TEXT PROVIDED:
┌──
Sunday, June 3, 2018

Keep the Drive Alive: First Down Probability in American Football

1 – Abstract
An examination of the existing scholarship of First Down Probability (P(1D)) in American football. A fairly unambiguous question, this work reviews ten studies over the past 45 years, albeit mostly in the last decade. Results are generally consistent across sources that P(1D) decreases in linear proportion to distance-to-gain for 1st and 2nd downs, while different sources model 3rd down as being either a weakly fit linear relationship or a slight exponential fit.
4th down was not examined fully by any source because of insufficient data. What data points can be confidently placed seem very close to 3rd down, leading to discussion over whether 3rd down data can serve as a proxy for 4th down in decision-making models.

2 – Introduction
At the outset, this article was intended as the literature review section for a separate study of P(1D). Eventually the literature review overtook the paper and became its own work. The growth in football analytics in recent years means that what once would have merited a paragraph or two now requires several pages. There are countless blogs, university courses (Lopez 2016), academic journals (IOS Press n.d.; “MIT Sloan Sports Analytics Conference” n.d.) and major conferences (Glickman n.d.) dedicated to the topic.  As the field grows, the question of what constitutes football analytics has been raised. While lacking a fixed definition, the idea of searching for predictive models meaningful to the business of winning games is a reasonable starting point (Burke 2014). This demands both sufficient understanding of football to know which questions to ask, and sufficient understanding of mathematics to answer those questions. Critically, the ability to communicate those answers cannot be neglected (Causey 2015)The rise in capability and availability of computers has dramatically changed the landscape of quantitative analysis, recording ever more granular data (Cochran 2011). There exists an arms race between our ability to collect data and our ability to process it (Alamar and Mehrotra 2011). The amateur football analyst now has access to more data than any professional researcher could have dreamed of 20 years ago (Horowitz 2016). Indeed, there is something of a cottage industry in providing NFL play-by-play data for the hobbyist (Myers 2011).
└──
DIRECTIONS: Extract everything in the first down probability article from "1 – Abstract" down to "in decision-making models.", copied word for word.

RECORDS SUPPLIED:
┌──
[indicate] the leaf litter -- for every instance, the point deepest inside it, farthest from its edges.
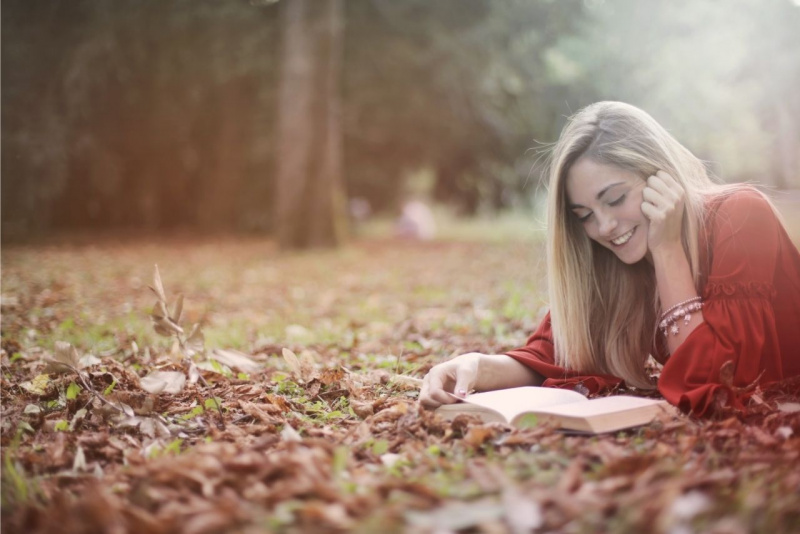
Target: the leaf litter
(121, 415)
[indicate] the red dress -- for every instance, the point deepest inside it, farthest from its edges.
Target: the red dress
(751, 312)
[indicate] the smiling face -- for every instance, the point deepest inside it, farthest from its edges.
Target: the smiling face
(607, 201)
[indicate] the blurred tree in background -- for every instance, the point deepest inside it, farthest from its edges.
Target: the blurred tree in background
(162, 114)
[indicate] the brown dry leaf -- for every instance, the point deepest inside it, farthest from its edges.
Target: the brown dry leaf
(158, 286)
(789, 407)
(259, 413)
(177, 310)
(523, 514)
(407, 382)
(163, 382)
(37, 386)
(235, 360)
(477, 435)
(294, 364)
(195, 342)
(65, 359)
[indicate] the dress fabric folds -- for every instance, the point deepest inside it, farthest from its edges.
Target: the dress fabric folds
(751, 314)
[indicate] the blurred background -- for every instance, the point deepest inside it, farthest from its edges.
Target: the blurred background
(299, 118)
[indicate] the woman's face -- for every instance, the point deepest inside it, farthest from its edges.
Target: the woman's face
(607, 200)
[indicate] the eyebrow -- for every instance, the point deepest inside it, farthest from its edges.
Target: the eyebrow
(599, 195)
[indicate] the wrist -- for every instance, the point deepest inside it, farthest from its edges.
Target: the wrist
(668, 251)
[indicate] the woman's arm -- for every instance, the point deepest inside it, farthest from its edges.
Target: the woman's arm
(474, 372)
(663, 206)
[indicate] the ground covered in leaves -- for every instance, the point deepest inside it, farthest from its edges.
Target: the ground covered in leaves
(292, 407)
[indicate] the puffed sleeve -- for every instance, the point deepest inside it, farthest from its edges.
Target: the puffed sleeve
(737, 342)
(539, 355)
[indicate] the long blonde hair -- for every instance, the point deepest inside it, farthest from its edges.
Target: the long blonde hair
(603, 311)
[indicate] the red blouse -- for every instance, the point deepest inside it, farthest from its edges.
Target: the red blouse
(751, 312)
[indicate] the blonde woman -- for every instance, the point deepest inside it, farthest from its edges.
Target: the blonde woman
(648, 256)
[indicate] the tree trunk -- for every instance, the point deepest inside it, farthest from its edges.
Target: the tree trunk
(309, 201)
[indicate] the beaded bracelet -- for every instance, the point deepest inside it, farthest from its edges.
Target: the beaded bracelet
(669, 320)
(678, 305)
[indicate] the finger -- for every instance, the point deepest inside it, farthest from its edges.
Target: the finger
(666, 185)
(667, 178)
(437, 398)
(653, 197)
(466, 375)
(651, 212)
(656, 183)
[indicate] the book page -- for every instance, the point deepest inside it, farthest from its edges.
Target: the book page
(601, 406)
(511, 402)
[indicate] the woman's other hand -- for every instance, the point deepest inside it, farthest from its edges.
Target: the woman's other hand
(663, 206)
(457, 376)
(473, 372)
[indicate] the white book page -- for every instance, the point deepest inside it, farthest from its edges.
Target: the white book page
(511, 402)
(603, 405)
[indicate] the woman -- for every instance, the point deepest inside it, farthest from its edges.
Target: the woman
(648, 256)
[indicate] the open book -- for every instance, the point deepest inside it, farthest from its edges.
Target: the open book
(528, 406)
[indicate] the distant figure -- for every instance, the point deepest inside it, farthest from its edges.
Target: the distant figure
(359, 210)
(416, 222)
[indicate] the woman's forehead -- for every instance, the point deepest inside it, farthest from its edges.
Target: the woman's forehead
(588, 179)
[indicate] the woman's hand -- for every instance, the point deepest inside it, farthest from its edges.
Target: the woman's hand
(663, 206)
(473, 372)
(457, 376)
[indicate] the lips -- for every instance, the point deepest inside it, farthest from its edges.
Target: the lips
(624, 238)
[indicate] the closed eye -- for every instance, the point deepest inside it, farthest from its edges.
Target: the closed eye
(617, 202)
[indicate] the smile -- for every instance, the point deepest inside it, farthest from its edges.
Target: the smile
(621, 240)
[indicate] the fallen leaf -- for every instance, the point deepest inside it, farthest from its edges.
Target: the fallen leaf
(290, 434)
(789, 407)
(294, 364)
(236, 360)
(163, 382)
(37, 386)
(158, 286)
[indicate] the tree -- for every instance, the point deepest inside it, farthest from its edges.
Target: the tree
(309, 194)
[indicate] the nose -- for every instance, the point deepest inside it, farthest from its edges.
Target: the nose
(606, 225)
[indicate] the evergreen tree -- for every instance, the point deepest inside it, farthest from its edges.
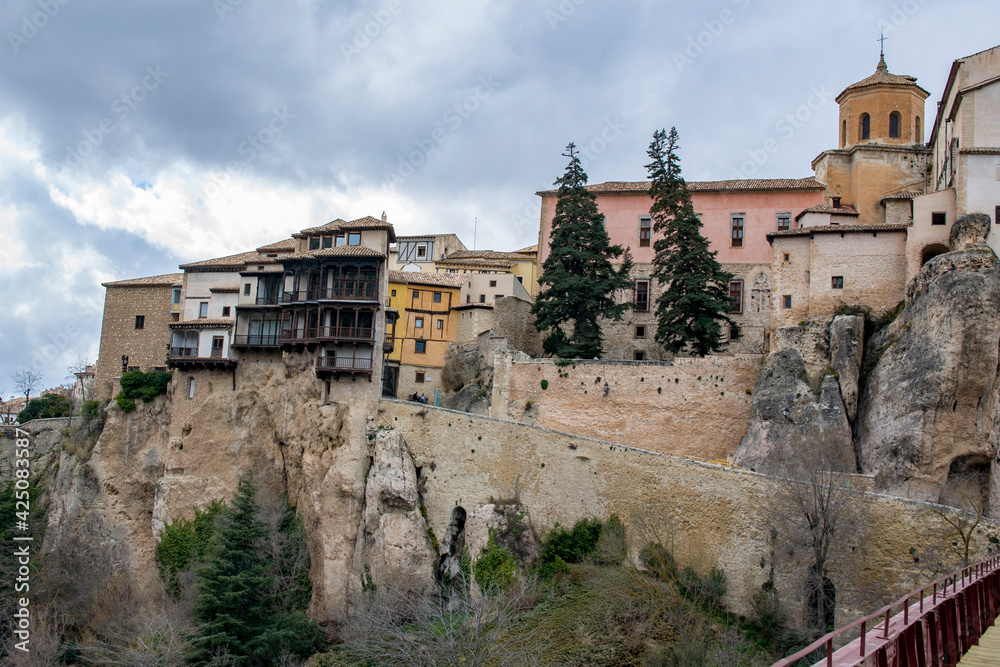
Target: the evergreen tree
└──
CORRECT ANSWER:
1 – Abstract
An examination of the existing scholarship of First Down Probability (P(1D)) in American football. A fairly unambiguous question, this work reviews ten studies over the past 45 years, albeit mostly in the last decade. Results are generally consistent across sources that P(1D) decreases in linear proportion to distance-to-gain for 1st and 2nd downs, while different sources model 3rd down as being either a weakly fit linear relationship or a slight exponential fit.
4th down was not examined fully by any source because of insufficient data. What data points can be confidently placed seem very close to 3rd down, leading to discussion over whether 3rd down data can serve as a proxy for 4th down in decision-making models.